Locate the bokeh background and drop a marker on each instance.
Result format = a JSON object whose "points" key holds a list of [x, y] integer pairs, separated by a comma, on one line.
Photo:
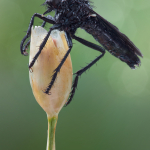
{"points": [[111, 108]]}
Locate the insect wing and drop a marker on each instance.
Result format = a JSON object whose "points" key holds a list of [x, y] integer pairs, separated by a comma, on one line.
{"points": [[112, 39]]}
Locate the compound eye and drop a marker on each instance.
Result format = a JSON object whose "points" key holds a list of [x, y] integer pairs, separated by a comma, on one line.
{"points": [[53, 2]]}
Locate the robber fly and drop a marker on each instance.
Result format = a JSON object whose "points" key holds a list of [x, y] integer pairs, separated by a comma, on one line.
{"points": [[73, 14]]}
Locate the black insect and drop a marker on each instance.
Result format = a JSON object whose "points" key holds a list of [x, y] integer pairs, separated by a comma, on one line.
{"points": [[73, 14]]}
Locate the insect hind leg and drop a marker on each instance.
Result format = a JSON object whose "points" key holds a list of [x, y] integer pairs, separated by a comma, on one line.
{"points": [[56, 26], [79, 73]]}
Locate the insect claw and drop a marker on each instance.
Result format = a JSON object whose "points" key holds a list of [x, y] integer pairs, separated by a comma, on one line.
{"points": [[25, 53], [31, 70]]}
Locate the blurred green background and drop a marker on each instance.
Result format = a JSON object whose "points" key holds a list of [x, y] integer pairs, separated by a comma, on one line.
{"points": [[111, 108]]}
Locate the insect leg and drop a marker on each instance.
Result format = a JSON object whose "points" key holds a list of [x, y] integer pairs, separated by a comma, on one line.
{"points": [[46, 19], [69, 42], [79, 73], [28, 43], [56, 26]]}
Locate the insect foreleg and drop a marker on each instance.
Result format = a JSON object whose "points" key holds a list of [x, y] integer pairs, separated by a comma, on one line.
{"points": [[46, 19], [79, 73], [69, 42], [28, 43], [56, 26]]}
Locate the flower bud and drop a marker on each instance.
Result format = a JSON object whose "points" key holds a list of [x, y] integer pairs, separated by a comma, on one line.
{"points": [[43, 69]]}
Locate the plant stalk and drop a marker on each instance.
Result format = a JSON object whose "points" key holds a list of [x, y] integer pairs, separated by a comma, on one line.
{"points": [[51, 133]]}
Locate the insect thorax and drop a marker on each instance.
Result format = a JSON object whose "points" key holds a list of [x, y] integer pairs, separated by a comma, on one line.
{"points": [[72, 14]]}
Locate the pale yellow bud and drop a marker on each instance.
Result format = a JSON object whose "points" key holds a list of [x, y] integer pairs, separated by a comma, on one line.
{"points": [[40, 76]]}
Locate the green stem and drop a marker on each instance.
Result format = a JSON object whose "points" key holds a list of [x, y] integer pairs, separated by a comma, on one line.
{"points": [[51, 133]]}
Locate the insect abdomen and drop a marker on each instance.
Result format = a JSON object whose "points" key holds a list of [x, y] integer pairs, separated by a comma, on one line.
{"points": [[113, 40]]}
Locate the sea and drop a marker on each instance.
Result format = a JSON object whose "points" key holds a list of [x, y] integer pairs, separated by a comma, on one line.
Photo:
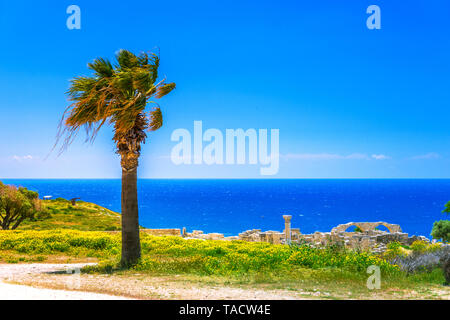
{"points": [[233, 206]]}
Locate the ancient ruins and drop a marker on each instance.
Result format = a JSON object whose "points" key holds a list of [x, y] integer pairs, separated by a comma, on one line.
{"points": [[366, 236]]}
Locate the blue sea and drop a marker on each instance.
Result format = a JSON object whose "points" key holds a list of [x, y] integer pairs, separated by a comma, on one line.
{"points": [[233, 206]]}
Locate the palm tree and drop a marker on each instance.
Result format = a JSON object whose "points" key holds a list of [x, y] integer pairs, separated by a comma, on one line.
{"points": [[118, 95]]}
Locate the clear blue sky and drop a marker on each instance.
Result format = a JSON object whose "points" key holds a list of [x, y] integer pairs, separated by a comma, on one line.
{"points": [[349, 102]]}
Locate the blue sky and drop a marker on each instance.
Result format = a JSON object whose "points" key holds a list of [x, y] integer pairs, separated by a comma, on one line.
{"points": [[349, 102]]}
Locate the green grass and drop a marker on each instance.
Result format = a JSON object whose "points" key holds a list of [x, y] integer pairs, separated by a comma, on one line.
{"points": [[339, 272], [84, 216]]}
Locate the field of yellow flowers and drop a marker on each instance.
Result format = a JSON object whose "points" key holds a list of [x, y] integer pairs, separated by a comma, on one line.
{"points": [[177, 255]]}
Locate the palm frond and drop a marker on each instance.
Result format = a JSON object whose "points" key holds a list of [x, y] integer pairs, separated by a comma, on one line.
{"points": [[115, 95], [156, 121], [164, 89]]}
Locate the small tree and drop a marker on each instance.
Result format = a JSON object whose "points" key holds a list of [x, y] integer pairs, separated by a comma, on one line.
{"points": [[441, 229], [16, 205]]}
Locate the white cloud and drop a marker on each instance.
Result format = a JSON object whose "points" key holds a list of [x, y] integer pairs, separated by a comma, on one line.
{"points": [[22, 158], [380, 157], [428, 156]]}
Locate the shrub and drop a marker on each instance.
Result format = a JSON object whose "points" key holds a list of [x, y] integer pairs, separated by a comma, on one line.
{"points": [[16, 205], [441, 230], [419, 246]]}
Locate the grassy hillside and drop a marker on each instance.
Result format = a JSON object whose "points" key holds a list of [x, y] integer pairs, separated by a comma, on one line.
{"points": [[84, 216]]}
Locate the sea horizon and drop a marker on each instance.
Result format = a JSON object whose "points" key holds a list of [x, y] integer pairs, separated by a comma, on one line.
{"points": [[231, 206]]}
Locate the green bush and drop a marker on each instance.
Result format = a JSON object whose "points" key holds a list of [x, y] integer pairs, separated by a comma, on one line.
{"points": [[441, 230]]}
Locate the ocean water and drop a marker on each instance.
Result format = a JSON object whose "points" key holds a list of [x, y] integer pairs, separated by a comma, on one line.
{"points": [[233, 206]]}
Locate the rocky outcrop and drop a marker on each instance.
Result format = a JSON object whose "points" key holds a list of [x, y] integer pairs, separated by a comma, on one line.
{"points": [[368, 237]]}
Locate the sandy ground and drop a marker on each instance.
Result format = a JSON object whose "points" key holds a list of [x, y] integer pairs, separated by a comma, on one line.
{"points": [[53, 281], [9, 273]]}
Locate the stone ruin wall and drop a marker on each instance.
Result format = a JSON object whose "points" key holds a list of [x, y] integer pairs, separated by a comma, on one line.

» **Problem details**
Please set out every line of the entries above as a Markdown table with the columns "No." and "Line," numbering the rows and skipping blank lines. Leave the pictures out of the table.

» **Result of the task**
| No. | Line |
|---|---|
| 1 | Locate the bokeh background and drop a marker on each instance. |
| 2 | Result format = a JSON object whose "points" key holds a list of [x, y] integer pairs, separated by a comma, on one line. |
| 3 | Photo: |
| 4 | {"points": [[111, 108]]} |
| 5 | Locate the insect wing and drop a marker on each instance. |
| 6 | Result format = a JSON object whose "points" key holds a list of [x, y] integer pairs, separated by a comma, on one line. |
| 7 | {"points": [[112, 39]]} |
| 8 | Locate the compound eye and drop a marker on each instance. |
| 9 | Result format = a JSON object whose "points" key holds a list of [x, y] integer pairs, separated by a comma, on one line. |
| 10 | {"points": [[53, 2]]} |
| 11 | Locate the robber fly and drop a marker on each instance. |
| 12 | Result format = a JSON object whose "points" key holds a list of [x, y] integer pairs, separated by a comma, on one line. |
| 13 | {"points": [[73, 14]]} |
| 14 | Locate the black insect and drop a marker on each instance. |
| 15 | Result format = a JSON object whose "points" key holds a list of [x, y] integer pairs, separated by a comma, on one line. |
| 16 | {"points": [[73, 14]]} |
| 17 | Locate the insect hind leg and drop a marker on each instance. |
| 18 | Result format = a JSON object whose "points" key holds a list of [x, y] integer pairs, separated by a comma, on one line. |
| 19 | {"points": [[56, 26], [79, 73]]} |
| 20 | Locate the insect claw and drop a marker on each instance. |
| 21 | Result format = a JSON object whose "points" key holds a list of [x, y] integer pairs, separated by a comma, on one line. |
| 22 | {"points": [[25, 53], [31, 70]]} |
| 23 | Locate the blurred green background and drop a marker on each instance. |
| 24 | Result format = a JSON object whose "points" key holds a list of [x, y] integer pairs, separated by a comma, on one line. |
| 25 | {"points": [[111, 108]]} |
| 26 | Locate the insect leg and drop a marker on each instance. |
| 27 | Result format = a JSON object whose "points" key holds a list of [x, y] integer pairs, separated by a comma, on one line. |
| 28 | {"points": [[46, 19], [69, 42], [79, 73], [28, 43], [56, 26]]} |
| 29 | Locate the insect foreleg and drop a marker on each instance. |
| 30 | Result format = a JSON object whose "points" key holds a list of [x, y] integer pairs, separated by a comma, on one line. |
| 31 | {"points": [[46, 19], [79, 73], [69, 42], [28, 43], [56, 26]]} |
| 32 | Locate the flower bud and drop a marker on each instance. |
| 33 | Result format = a JSON object whose "points" key holds a list of [x, y] integer pairs, separated by a comma, on one line. |
| 34 | {"points": [[43, 69]]} |
| 35 | Locate the plant stalk and drop a marker on each instance. |
| 36 | Result format = a JSON object whose "points" key holds a list of [x, y] integer pairs, separated by a comma, on one line. |
| 37 | {"points": [[51, 133]]} |
| 38 | Locate the insect thorax and drop a marker on each instance. |
| 39 | Result format = a JSON object whose "points" key holds a list of [x, y] integer pairs, separated by a comma, on one line. |
| 40 | {"points": [[72, 14]]} |
| 41 | Locate the pale yellow bud and drop a marker on each instance. |
| 42 | Result format = a JSON object whose "points" key holds a list of [x, y] integer pairs, separated by a comma, on one line. |
| 43 | {"points": [[40, 76]]} |
| 44 | Locate the green stem and drop a marker on each instance. |
| 45 | Result format = a JSON object whose "points" key holds a list of [x, y] integer pairs, separated by a comma, on one line. |
| 46 | {"points": [[51, 133]]} |
| 47 | Locate the insect abdomen and drop a marker on each instance. |
| 48 | Result format = a JSON object whose "points" key holds a list of [x, y] integer pairs, separated by a comma, on one line. |
| 49 | {"points": [[113, 40]]} |
| 50 | Locate the sea and drop a marker on each instance. |
| 51 | Result format = a JSON object whose "points" key holds a list of [x, y] integer pairs, separated by a comma, on one line. |
| 52 | Photo: |
| 53 | {"points": [[233, 206]]} |
| 54 | Locate the ancient ruins and drop a marker on each instance. |
| 55 | Result format = a JSON object whose "points" key holds a list of [x, y] integer pairs, separated by a comma, on one line. |
| 56 | {"points": [[366, 236]]} |
| 57 | Locate the blue sea and drop a marker on each instance. |
| 58 | Result format = a JSON object whose "points" key holds a list of [x, y] integer pairs, separated by a comma, on one line. |
| 59 | {"points": [[233, 206]]} |
| 60 | Locate the palm tree and drop a marker on each instance. |
| 61 | Result format = a JSON object whose "points" key holds a list of [x, y] integer pairs, separated by a comma, on one line. |
| 62 | {"points": [[118, 95]]} |
| 63 | Locate the clear blue sky and drop a marker on each instance. |
| 64 | Result format = a JSON object whose "points" key holds a list of [x, y] integer pairs, separated by a comma, on one line. |
| 65 | {"points": [[349, 102]]} |
| 66 | Locate the blue sky and drop a marker on each instance. |
| 67 | Result format = a JSON object whose "points" key holds a list of [x, y] integer pairs, separated by a comma, on one line. |
| 68 | {"points": [[349, 102]]} |
| 69 | Locate the green grass and drop a marker on each instance. |
| 70 | Result format = a JSON object whose "points" key holds a list of [x, y] integer pairs, separated by a comma, on one line. |
| 71 | {"points": [[339, 272], [84, 216]]} |
| 72 | Locate the field of yellow flowers and drop a marker on each instance. |
| 73 | Result format = a JSON object whose "points" key holds a list of [x, y] integer pairs, separated by a comma, on one line. |
| 74 | {"points": [[177, 255]]} |
| 75 | Locate the palm frond and drop a marker on each instance. |
| 76 | Result format = a JSON object whose "points" key holds a list of [x, y] integer pairs, separated by a comma, on one line. |
| 77 | {"points": [[115, 95], [156, 121], [164, 89]]} |
| 78 | Locate the small tree and drop a marker on each instance. |
| 79 | Result format = a JSON object whose "points" key holds a list of [x, y] integer pairs, separated by a comma, on one line. |
| 80 | {"points": [[441, 229], [16, 205]]} |
| 81 | Locate the white cloud and drop a marker on each instance. |
| 82 | Result format = a JSON object whose "points" key holds a list of [x, y] integer pairs, separated by a comma, on one line. |
| 83 | {"points": [[22, 158], [380, 157], [428, 156]]} |
| 84 | Locate the shrub and drop a marker on each instance. |
| 85 | Result format = a JSON object whose "points" key holds a list of [x, y] integer pairs, separated by a comma, on one line. |
| 86 | {"points": [[16, 205], [441, 230], [419, 246]]} |
| 87 | Locate the grassy hillside and drop a marker on each instance. |
| 88 | Result format = a JSON object whose "points" key holds a list of [x, y] integer pairs, separated by a comma, on one line. |
| 89 | {"points": [[84, 216]]} |
| 90 | Locate the sea horizon and drop a marker on each instance. |
| 91 | Result format = a JSON object whose "points" key holds a list of [x, y] integer pairs, separated by a comma, on one line. |
| 92 | {"points": [[231, 206]]} |
| 93 | Locate the green bush and drop a marker on each instance. |
| 94 | Result format = a JSON object whose "points" key holds a list of [x, y] integer pairs, separated by a comma, on one line. |
| 95 | {"points": [[441, 230]]} |
| 96 | Locate the ocean water and drop a marker on each instance. |
| 97 | Result format = a JSON object whose "points" key holds a list of [x, y] integer pairs, separated by a comma, on one line. |
| 98 | {"points": [[233, 206]]} |
| 99 | Locate the rocky outcrop and drop a marker on each instance. |
| 100 | Result format = a JSON object whose "points" key holds a list of [x, y] integer pairs, separated by a comma, on one line. |
| 101 | {"points": [[368, 237]]} |
| 102 | Locate the sandy ground and drop a marker on each instance. |
| 103 | Result format = a JSON object whose "points" key holds a list of [x, y] integer pairs, separated by a comma, on one line. |
| 104 | {"points": [[53, 281], [9, 273]]} |
| 105 | Locate the stone ruin wall and drop a marker on each instance. |
| 106 | Result format = a JSON object whose "points" key holds a list of [x, y] integer pairs, separated by a comma, on one line. |